■ Task goal:
Carry on the sermon on personal accountability in Ezekiel 18 below, starting right after its final sentence.

■ Extract provided:
+++

3-31-85    10:50 a.m.

 

 

 

 

 

And the Lord wonderfully reward you, who share the hour on radio; and the throngs of you who are in God’s house this holy hour, here in the First Baptist Church of Dallas.  This is the pastor bringing the message entitled Personal Accountability.  In our preaching through the tremendously pertinent and meaningful message of Ezekiel, we are in the eighteenth chapter.  And the text reads like this: Ezekiel chapter 18:

 

 

 

The word of the Lord came unto me again, saying,

 

What mean ye, that ye use this proverb concerning the land of Israel, saying, The fathers have eaten sour grapes, and the children’s teeth are set on edge?

 

As I live, saith the Lord God, ye shall not have occasion any more to use this proverb.

 

. . . all souls are Mine; as the . . . father, so . . . the son: and the soul that sinneth, it shall die . . . if a man be just, and do that which is lawful and right . . . he shall . . . live . . .

 

[Ezekiel 18:1-5, 9]

 

 

 

Verse 19:

 

. . . doth not the son bear the iniquity of the father?  When the son hath done that which is lawful and right . . . he shall live—

 

 no matter what his father has done—

 

The soul that sinneth, it shall die.  The son shall not bear the iniquity of the father, neither the father bear the iniquity of the son.

 

[Ezekiel 18:19-20]

 

 

 

Verse 21:

 

. . . if the wicked turn from his sins . . . and keep My statutes, and do . . . right, he shall . . . live, he shall not die—

 

no matter how wicked he is—

 

All the transgressions that he has committed . . . shall not be mentioned unto him: in his righteousness . . . he shall live. 

 

Have I any pleasure at all that the wicked should die? saith the Lord: and not that he should return from his ways, and live?

 

[Ezekiel 18:21-23]

 

 

 

The doctrine of personal accountability: all of this rose out of the unspeakable tragedy of the destruction of the nation of Israel.  In 722 BC, the bitter and hasty Assyrian came.  Under Tiglath-pileser, under Ashurbanipal, under Esarhaddon, under Sennacherib, and finally, under Sargon, the Assyrian destroyed the Northern Kingdom of Israel—took Samaria into captivity [2 Kings 17:22-23].

 

As though that were not tragedy enough, beginning in 605 BC [Daniel 1:1-3], and in 598 [2 Kings 24:1], and then finally in 587 BC [2 Kings 25:8-21], the Chaldeans came under Nebuchadnezzar and destroyed the temple and the Holy City and the nation, and took the remnant into slavery.  It was a bitter time of unavailing remorse.  It was a consciousness of national death.  And they fell into a fatalistic hopelessness, an abject and continuing despair.  Ezekiel quotes them in 37:11: “Our bones are dried, our hope is lost: we are completely cut off in all of our parts” [Ezekiel 37:11].

+++

■ Data segment:
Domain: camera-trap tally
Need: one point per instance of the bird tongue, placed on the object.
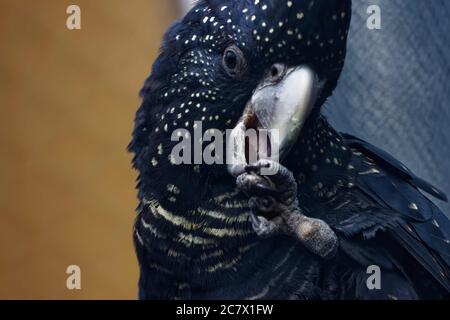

+++

■ Task answer:
 It would be natural, wouldn’t it, and it was so with them, that the people in despair, in this tragic trauma and judgment saw a reason for the terrible punishment that had been inflicted upon them.  And they found it.  “The fathers have sinned, and we guiltless children are vicariously suffering for their iniquity.  God has visited the iniquity of the fathers upon us, and we are bearing the judgment and the punishment for their wrong.”

 

That was not a philosophical observation of an astute student of the law.  It was so reiterated by the nation and so confirmed and quoted by all the people that it became a proverb.  It became an epigram.  “The fathers have eaten sour grapes, and the children’s teeth are set on edge” [Ezekiel 18:2].  They have sinned, and we bear the punishment.

 

That was the reaction of the whole nation to the judgment of God.  For example, Jeremiah quotes it in Jeremiah 31:29, “The people say,” and then he quotes it, “In the land of Israel the fathers have eaten sour grapes, and the children’s teeth are set on edge.”  And here Ezekiel quotes it in Chaldea, in Babylonia: “The fathers have eaten sour grapes, and the children’s teeth are set on edge” [Ezekiel 18:29].  It was a universal, national response to the tragic judgment of God that had destroyed them.  We are the innocent victims of what our fathers have done.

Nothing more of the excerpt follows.